## Aufgabe 1
Wer trainierte laut der Spielanalyse damals den SC Freiburg?
## Aufgabe 2
Entnimm der Spielanalyse wortgetreu die Stelle von „Phase 1: Verrückte“ bis einschließlich „kompaktere Mannschaft war.“.

Türchen 10: SC Freiburg – Borussia Dortmund 2010
Eine frühe Pressingschlacht, eine Systemschlacht, ein Taktikspiel, ein Kampfspiel, ein kurioses Spiel und ein kreatives Spiel mit vielen schönen, schnellen Kombinationsszenen, aber auch viel Chaos. Auch sechs Jahre später ist diese Partie eine der kuriosesten, die ich je gesehen und analysiert hab. Dortmunds Sieg auf dem Weg zum ersten Meistertitel der Ära Klopp gegen die taktisch versierten Freiburger von Robin Dutt.
Vor sechs Jahren war Dortmunds Partie gegen Freiburg eines der ersten Spiele, über das ich versuchte, eine Analyse zu verfassen. Was mich damals faszinierte war, dass es augenscheinlich ein spektakuläres Trainerduell war. Es gab mehrere Umstellungen im Spiel, Dutt und Klopp reagierten immer wieder aufeinander. Systeme prägten die Partie.
Darüber hinaus waren die Freiburger zu diesem Zeitpunkt eine der wenigen Mannschaften in der Bundesiga, die dem jungen, wilden BVB, der gerade eindrucksvolle von Sieg zu Sieg eilte, wirklich die Stirn bieten konnte. Ich kann es grad nicht mehr wirklich überprüfen, aber mein subjektiver Eindruck damals war, dass die erste Halbzeit dieser Partie die einzige Halbzeit der ersten Saisonhälfte war, in der die Borussia tatsächlich unterlegen war – und das ausgerechnet gegen Freiburg und nicht etwa gegen Bayern, Leverkusen oder Schalke. Zum Zeitpunkt war es immerhin auch die Partie zwischen dem Tabellenführer und dem Viertplatzierten.
Phase 1: Verrückte Freiburger bekämpfen Feuer mit Feuer
Der Grund dafür war, dass Robin Dutt ähnlich frühzeitig wie Klopp und Tuchel das Konzept von Pressing und Gegenpressing verstanden hatte und vermitteln konnte. Wenige Teams spielten zu diesem Zeitpunkt in der Liga mit hoher Intensität und Kompaktheit; das war ein wichtiger Grund, wieso der BVB so überragen konnte. Die Freiburger machten das aber. Und in diesem Spiel taten sie es vorerst besser. So gab es in der ersten Hälfte eine hochintensives Pressingduell, in dem der SCF ein um’s andere Mal die NOCH kompaktere Mannschaft war.

[Einträge mit Zeigern auf benannte Objekte]

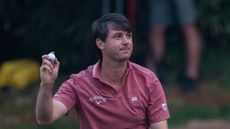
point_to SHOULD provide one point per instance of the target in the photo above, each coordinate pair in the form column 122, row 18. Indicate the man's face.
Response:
column 118, row 45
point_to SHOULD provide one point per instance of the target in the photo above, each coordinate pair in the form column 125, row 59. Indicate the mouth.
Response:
column 125, row 49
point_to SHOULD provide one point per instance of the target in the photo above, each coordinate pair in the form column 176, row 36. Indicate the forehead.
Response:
column 112, row 30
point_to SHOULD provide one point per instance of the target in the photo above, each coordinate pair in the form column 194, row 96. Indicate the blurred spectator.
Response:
column 125, row 7
column 162, row 14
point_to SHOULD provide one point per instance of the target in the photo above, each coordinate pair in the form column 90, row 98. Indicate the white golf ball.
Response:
column 51, row 57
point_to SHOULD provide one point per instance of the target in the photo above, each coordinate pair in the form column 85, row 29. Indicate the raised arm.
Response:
column 47, row 109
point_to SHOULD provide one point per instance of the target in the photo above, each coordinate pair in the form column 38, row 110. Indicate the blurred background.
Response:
column 31, row 28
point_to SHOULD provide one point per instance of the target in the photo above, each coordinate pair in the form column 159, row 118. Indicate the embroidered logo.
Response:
column 97, row 99
column 134, row 99
column 164, row 106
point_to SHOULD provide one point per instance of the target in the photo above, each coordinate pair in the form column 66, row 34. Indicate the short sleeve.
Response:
column 67, row 94
column 157, row 109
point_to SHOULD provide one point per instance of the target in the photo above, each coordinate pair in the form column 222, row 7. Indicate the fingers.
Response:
column 45, row 68
column 47, row 65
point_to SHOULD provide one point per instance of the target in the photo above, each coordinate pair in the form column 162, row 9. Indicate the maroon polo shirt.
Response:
column 138, row 102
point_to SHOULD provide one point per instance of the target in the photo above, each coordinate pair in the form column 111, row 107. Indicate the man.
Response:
column 112, row 94
column 165, row 13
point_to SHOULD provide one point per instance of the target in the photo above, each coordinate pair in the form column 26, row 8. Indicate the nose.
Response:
column 126, row 39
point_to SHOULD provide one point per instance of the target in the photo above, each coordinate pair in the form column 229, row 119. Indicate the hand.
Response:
column 49, row 71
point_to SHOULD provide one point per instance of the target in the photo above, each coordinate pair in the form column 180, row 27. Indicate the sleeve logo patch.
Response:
column 164, row 106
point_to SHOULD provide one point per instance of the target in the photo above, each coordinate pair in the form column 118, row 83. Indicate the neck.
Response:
column 112, row 72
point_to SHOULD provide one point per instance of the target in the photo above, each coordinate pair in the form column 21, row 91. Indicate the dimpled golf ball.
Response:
column 51, row 57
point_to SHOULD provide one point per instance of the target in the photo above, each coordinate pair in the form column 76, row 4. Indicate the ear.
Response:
column 100, row 44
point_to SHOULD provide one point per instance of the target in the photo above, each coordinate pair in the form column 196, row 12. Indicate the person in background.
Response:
column 114, row 93
column 163, row 14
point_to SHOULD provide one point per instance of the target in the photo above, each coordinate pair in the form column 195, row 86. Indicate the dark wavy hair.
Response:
column 100, row 27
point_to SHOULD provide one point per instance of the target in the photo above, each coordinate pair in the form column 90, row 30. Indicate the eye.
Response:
column 129, row 35
column 118, row 36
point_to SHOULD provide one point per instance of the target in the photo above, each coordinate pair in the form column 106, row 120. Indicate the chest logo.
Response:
column 97, row 99
column 134, row 99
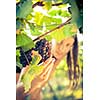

## Lösung 1
Robin Dutt

## Lösung 2
Phase 1: Verrückte Freiburger bekämpfen Feuer mit Feuer
Der Grund dafür war, dass Robin Dutt ähnlich frühzeitig wie Klopp und Tuchel das Konzept von Pressing und Gegenpressing verstanden hatte und vermitteln konnte. Wenige Teams spielten zu diesem Zeitpunkt in der Liga mit hoher Intensität und Kompaktheit; das war ein wichtiger Grund, wieso der BVB so überragen konnte. Die Freiburger machten das aber. Und in diesem Spiel taten sie es vorerst besser. So gab es in der ersten Hälfte eine hochintensives Pressingduell, in dem der SCF ein um’s andere Mal die NOCH kompaktere Mannschaft war.